» Exercise details:
Take the line that contains "blanket, it would be much appreciated." and each line after it in the material below, and transcribe them exactly, stopping at the end.

>> begin Given records

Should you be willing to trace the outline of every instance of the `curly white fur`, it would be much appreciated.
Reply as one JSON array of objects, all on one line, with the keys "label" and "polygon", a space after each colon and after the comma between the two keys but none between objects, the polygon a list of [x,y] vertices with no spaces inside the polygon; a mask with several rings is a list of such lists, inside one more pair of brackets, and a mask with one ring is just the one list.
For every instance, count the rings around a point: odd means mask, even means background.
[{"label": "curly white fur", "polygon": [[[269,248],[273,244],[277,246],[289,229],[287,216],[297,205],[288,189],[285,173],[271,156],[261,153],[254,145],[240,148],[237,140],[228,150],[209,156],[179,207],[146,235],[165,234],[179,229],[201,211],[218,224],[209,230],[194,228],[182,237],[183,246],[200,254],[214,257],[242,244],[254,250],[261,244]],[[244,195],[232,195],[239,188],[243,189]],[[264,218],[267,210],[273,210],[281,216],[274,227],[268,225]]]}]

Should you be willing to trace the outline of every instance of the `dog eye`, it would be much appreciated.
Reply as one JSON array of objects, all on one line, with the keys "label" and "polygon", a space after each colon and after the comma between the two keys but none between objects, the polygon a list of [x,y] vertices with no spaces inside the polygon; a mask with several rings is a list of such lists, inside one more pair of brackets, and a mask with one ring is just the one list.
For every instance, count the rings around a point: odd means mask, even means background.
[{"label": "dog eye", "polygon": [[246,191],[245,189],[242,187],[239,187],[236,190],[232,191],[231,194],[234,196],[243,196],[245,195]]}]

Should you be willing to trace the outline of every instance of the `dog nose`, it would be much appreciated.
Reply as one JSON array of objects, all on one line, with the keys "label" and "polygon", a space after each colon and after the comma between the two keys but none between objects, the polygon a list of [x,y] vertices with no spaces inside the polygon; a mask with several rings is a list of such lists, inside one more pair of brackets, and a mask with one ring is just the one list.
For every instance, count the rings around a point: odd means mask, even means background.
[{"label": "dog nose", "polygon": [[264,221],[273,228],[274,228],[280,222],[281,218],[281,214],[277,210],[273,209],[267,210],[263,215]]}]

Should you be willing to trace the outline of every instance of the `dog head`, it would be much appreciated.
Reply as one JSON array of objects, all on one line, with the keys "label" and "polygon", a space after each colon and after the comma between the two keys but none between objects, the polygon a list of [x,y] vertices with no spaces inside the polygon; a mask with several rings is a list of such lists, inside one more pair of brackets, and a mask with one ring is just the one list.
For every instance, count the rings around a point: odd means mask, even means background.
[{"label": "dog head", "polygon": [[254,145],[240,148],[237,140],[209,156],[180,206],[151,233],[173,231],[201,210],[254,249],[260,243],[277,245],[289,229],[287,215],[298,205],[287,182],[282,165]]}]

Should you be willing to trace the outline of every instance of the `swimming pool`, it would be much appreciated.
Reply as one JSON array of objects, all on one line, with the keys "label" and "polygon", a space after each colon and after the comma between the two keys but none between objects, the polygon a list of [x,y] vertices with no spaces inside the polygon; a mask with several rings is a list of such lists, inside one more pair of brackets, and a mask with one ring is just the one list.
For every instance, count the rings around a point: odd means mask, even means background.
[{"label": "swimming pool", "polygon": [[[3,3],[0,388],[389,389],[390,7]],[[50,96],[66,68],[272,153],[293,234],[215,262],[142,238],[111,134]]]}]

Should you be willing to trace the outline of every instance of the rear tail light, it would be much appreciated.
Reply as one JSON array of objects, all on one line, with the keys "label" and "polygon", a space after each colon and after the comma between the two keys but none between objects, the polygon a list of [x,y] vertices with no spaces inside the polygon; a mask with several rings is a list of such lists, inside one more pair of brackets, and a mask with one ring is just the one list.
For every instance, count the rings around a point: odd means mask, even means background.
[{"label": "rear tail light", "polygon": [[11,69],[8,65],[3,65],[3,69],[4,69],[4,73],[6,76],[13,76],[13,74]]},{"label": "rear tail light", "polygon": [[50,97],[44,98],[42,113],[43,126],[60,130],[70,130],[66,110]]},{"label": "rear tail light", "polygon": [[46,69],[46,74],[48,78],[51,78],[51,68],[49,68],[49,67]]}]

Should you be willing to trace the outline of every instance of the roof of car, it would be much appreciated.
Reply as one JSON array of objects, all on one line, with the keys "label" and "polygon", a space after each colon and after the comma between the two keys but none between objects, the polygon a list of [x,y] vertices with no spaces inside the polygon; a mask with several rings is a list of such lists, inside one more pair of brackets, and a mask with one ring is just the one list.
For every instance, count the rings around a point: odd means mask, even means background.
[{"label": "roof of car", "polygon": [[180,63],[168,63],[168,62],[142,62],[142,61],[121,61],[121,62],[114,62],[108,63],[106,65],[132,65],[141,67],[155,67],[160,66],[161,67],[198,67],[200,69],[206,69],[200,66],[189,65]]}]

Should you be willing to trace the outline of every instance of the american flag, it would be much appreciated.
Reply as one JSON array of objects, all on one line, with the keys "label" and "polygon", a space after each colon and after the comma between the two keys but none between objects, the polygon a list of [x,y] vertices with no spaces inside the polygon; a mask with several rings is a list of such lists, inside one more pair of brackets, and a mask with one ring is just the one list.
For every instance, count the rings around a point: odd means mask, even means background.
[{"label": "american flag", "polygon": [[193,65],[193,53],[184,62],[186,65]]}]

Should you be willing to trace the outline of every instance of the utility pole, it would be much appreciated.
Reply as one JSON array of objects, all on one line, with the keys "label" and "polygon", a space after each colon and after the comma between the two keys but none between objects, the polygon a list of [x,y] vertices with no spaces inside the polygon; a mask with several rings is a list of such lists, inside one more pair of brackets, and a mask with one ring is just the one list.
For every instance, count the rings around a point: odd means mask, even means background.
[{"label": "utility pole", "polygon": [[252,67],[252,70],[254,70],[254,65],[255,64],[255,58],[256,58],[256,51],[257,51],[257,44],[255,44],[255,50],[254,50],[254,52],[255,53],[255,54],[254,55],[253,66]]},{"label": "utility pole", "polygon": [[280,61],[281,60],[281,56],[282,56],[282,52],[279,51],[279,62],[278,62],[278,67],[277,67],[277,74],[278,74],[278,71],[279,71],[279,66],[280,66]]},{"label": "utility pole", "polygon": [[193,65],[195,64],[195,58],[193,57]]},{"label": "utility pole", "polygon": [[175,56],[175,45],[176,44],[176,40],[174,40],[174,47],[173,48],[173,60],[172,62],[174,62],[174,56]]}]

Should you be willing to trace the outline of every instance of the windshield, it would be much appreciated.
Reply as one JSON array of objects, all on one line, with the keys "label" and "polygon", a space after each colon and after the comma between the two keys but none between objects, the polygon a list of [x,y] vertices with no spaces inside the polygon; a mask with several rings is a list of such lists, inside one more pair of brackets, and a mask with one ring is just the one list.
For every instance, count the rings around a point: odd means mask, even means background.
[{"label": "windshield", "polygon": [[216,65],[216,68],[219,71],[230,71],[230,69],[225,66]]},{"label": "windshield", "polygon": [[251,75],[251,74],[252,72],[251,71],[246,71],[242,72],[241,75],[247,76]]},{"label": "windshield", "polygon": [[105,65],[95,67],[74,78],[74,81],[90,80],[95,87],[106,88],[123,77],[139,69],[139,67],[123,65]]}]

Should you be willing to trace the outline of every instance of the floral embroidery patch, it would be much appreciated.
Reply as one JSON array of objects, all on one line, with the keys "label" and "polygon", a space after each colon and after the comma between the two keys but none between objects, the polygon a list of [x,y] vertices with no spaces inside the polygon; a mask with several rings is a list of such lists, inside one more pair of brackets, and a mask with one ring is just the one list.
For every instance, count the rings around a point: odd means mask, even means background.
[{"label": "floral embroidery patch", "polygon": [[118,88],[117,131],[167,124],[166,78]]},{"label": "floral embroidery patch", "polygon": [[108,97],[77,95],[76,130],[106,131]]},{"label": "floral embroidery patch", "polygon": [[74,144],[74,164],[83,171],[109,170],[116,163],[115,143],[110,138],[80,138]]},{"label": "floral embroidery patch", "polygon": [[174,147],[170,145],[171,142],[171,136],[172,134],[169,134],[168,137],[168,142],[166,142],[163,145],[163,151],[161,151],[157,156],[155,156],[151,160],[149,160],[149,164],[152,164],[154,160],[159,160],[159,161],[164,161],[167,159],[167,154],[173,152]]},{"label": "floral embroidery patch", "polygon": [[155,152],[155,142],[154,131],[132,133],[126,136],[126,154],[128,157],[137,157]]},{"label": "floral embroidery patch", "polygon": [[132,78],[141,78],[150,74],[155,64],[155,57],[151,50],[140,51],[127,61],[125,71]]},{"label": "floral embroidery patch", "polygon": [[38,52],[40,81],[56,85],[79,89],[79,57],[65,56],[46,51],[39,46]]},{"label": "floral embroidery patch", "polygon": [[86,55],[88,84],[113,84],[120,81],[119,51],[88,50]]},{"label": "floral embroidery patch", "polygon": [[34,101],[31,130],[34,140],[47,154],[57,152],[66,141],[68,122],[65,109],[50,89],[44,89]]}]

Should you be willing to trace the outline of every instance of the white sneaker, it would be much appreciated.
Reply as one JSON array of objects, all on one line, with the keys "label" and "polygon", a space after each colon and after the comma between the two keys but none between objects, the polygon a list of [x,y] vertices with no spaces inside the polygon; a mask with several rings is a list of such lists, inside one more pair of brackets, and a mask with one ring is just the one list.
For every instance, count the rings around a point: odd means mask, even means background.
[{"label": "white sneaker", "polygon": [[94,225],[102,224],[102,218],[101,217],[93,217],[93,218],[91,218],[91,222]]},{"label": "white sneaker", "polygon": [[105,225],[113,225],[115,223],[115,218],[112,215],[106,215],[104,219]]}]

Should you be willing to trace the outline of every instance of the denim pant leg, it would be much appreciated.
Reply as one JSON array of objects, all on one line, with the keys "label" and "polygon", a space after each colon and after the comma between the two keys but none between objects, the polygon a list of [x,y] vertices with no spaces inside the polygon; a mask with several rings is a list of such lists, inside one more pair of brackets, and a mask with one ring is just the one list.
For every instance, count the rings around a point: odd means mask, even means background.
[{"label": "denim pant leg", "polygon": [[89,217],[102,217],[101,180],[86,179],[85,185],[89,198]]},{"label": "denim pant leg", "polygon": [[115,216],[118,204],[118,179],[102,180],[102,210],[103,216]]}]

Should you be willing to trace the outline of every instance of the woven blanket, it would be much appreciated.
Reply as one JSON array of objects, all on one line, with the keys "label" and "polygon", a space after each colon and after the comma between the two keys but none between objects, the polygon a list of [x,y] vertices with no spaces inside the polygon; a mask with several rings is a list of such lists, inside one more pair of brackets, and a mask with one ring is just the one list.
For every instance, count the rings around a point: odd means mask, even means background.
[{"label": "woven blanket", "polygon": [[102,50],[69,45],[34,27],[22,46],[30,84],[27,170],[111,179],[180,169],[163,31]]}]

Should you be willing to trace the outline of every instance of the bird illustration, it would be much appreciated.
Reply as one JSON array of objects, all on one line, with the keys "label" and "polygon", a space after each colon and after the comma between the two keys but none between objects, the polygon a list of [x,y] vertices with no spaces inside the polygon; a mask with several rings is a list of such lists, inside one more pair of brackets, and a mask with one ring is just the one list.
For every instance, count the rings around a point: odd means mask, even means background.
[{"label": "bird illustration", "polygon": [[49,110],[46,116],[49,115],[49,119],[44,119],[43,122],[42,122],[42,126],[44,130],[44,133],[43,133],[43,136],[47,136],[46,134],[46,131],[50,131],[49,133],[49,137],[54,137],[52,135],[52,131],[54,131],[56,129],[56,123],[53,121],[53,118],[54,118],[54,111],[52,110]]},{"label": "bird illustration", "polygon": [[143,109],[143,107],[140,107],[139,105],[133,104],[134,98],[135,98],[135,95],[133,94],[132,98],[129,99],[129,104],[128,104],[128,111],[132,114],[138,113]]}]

>> end Given records

» Complete response:
Should you be willing to trace the outline of every instance of the woven blanket, it would be much appreciated.
Reply as one JSON array of objects, all on one line, with the keys "label" and "polygon", a space after each colon and after the comma between the two keys but none between objects, the polygon a list of [x,y] vertices with no spaces inside the polygon; a mask with several rings is a list of such lists, inside one more pair of brackets, and a mask with one ring is just the one list.
For every instance, count the rings around a point: odd means mask, even means background.
[{"label": "woven blanket", "polygon": [[102,50],[69,45],[34,27],[22,46],[30,84],[27,170],[111,179],[180,169],[163,31]]}]

Should you be willing to trace the outline of every instance of the bird illustration, it would be much appreciated.
Reply as one JSON array of objects, all on one line, with the keys "label" and "polygon", a space after each colon and after the comma between the two keys but none between objects, the polygon a list of [x,y] vertices with no spaces inside the polygon; a mask with several rings is a list of such lists, inside one more pair of brackets, and a mask with one ring is just the one list.
For every instance, count the rings around a point: odd means mask, even means background.
[{"label": "bird illustration", "polygon": [[49,110],[46,116],[49,115],[49,119],[44,119],[43,122],[42,122],[42,126],[44,130],[44,133],[43,133],[43,136],[47,136],[46,134],[46,131],[50,131],[49,133],[49,137],[54,137],[52,135],[52,131],[54,131],[56,129],[56,123],[53,121],[53,118],[54,118],[54,111],[52,110]]},{"label": "bird illustration", "polygon": [[143,109],[143,107],[140,107],[139,105],[133,104],[134,98],[135,98],[135,95],[133,94],[132,98],[129,99],[129,104],[128,104],[128,111],[132,114],[138,113]]}]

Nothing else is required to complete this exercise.